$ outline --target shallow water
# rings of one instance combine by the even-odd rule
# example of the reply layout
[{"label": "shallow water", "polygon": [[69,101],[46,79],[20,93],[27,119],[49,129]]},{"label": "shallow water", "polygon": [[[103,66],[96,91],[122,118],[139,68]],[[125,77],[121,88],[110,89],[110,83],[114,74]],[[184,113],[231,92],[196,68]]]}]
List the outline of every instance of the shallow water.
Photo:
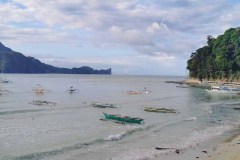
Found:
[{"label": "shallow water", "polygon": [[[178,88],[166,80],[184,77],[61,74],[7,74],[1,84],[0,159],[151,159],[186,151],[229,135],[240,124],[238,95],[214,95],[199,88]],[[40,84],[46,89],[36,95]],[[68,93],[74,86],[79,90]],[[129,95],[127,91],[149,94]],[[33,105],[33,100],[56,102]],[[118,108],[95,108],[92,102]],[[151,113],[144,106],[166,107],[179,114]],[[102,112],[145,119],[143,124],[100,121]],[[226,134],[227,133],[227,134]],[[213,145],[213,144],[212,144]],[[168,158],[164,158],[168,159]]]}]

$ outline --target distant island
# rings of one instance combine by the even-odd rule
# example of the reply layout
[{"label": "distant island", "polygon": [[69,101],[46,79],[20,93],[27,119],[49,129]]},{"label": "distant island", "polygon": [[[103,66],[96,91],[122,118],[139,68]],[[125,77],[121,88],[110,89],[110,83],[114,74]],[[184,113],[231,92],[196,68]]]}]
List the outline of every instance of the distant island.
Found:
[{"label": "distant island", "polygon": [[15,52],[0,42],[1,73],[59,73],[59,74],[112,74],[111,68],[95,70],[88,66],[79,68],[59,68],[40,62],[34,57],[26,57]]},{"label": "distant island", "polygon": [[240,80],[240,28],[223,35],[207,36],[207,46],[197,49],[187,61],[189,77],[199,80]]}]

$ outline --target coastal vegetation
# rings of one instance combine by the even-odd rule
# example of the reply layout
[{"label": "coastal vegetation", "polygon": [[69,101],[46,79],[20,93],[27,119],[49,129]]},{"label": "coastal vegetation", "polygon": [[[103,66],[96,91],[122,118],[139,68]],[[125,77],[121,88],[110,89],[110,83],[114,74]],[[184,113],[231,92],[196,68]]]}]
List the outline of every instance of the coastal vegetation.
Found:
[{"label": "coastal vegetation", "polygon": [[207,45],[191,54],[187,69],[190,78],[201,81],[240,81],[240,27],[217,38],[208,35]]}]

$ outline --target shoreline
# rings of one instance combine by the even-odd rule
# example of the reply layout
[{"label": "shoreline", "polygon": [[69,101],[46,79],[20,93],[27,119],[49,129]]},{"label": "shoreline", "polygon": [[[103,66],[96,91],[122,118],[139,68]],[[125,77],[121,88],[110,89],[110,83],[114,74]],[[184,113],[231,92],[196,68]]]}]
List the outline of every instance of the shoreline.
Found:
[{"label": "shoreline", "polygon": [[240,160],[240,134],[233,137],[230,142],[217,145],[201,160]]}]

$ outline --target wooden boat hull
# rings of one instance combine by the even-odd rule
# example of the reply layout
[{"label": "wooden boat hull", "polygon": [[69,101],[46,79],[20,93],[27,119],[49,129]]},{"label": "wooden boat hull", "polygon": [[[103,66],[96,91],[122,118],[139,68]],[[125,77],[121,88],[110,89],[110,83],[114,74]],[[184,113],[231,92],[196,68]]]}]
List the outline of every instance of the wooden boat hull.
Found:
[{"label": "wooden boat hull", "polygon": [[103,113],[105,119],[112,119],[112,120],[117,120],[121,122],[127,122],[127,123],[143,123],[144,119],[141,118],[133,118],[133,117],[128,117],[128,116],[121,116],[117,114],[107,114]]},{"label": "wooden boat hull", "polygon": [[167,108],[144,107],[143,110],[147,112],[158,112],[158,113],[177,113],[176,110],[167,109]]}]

## WHAT YOU ARE ASKED TO DO
Pictures in the records above are not copied; print everything else exactly.

## RESULT FOR THIS EXERCISE
$ outline --target shallow water
# rings of one instance combine by the even-odd rule
# example of the reply layout
[{"label": "shallow water", "polygon": [[69,101],[46,79],[20,93],[27,119],[49,129]]},{"label": "shallow water", "polygon": [[[103,66],[96,91],[122,118],[139,68]],[[125,77],[121,88],[110,89],[110,83],[114,74]],[[184,113],[231,92],[196,68]]]}]
List the outline of every instance of the shallow water.
Photo:
Found:
[{"label": "shallow water", "polygon": [[[178,88],[166,80],[184,77],[61,74],[7,74],[1,84],[0,159],[151,159],[186,151],[229,135],[240,124],[238,95],[214,95],[199,88]],[[40,84],[46,89],[36,95]],[[68,93],[74,86],[79,90]],[[129,95],[127,91],[149,94]],[[33,105],[33,100],[56,102]],[[118,108],[95,108],[92,102]],[[151,113],[144,106],[166,107],[179,114]],[[102,112],[145,119],[143,124],[100,121]],[[226,134],[227,133],[227,134]],[[213,145],[213,144],[212,144]],[[168,158],[164,158],[168,159]]]}]

$ outline --target distant island
# rings of one instance combine by the even-odd rule
# example of the reply layout
[{"label": "distant island", "polygon": [[69,101],[46,79],[20,93],[27,119],[49,129]]},{"label": "distant island", "polygon": [[[103,66],[96,91],[122,118],[139,68]],[[125,77],[121,88],[110,89],[110,83],[114,74]],[[184,113],[231,92],[196,68]]]}]
List the outline of every instance of the distant island.
Found:
[{"label": "distant island", "polygon": [[15,52],[0,42],[1,73],[59,73],[59,74],[112,74],[111,68],[95,70],[88,66],[79,68],[59,68],[40,62],[34,57],[26,57]]},{"label": "distant island", "polygon": [[240,80],[240,28],[223,35],[207,36],[207,46],[197,49],[187,61],[189,77],[199,80]]}]

$ outline --target coastal vegetation
# rings of one instance combine by the even-odd rule
# example of the reply layout
[{"label": "coastal vegetation", "polygon": [[69,101],[46,79],[20,93],[27,119],[49,129]]},{"label": "coastal vegetation", "polygon": [[[103,66],[96,91],[122,118],[139,68]],[[125,77],[121,88],[110,89],[110,83],[114,74]],[[184,113],[231,92],[196,68]]]}]
List the outline of every instance of the coastal vegetation.
Found:
[{"label": "coastal vegetation", "polygon": [[207,45],[191,54],[187,69],[190,78],[201,81],[240,81],[240,27],[217,38],[208,35]]}]

$ outline --target shoreline
# rings of one instance combine by the even-odd rule
# example of the reply layout
[{"label": "shoreline", "polygon": [[69,101],[46,79],[20,93],[27,119],[49,129]]},{"label": "shoreline", "polygon": [[[103,66],[96,91],[122,118],[139,68]],[[125,77],[121,88],[110,89],[110,83],[114,74]],[[184,113],[231,92],[196,68]]]}]
List the outline of every instance of the shoreline.
Found:
[{"label": "shoreline", "polygon": [[240,160],[240,134],[233,137],[230,142],[217,145],[201,160]]}]

$ outline --target wooden boat hull
# rings of one instance combine by the even-odd rule
# example of the reply layout
[{"label": "wooden boat hull", "polygon": [[69,101],[46,79],[20,93],[27,119],[49,129]]},{"label": "wooden boat hull", "polygon": [[[103,66],[96,91],[122,118],[139,68]],[[125,77],[121,88],[110,89],[110,83],[114,74]],[[184,113],[231,92],[196,68]]]}]
List the outline of every instance of the wooden boat hull.
Found:
[{"label": "wooden boat hull", "polygon": [[103,113],[105,119],[112,119],[112,120],[117,120],[121,122],[127,122],[127,123],[143,123],[144,119],[141,118],[133,118],[133,117],[128,117],[128,116],[121,116],[117,114],[107,114]]},{"label": "wooden boat hull", "polygon": [[167,108],[144,107],[143,110],[147,112],[158,112],[158,113],[177,113],[176,110],[167,109]]}]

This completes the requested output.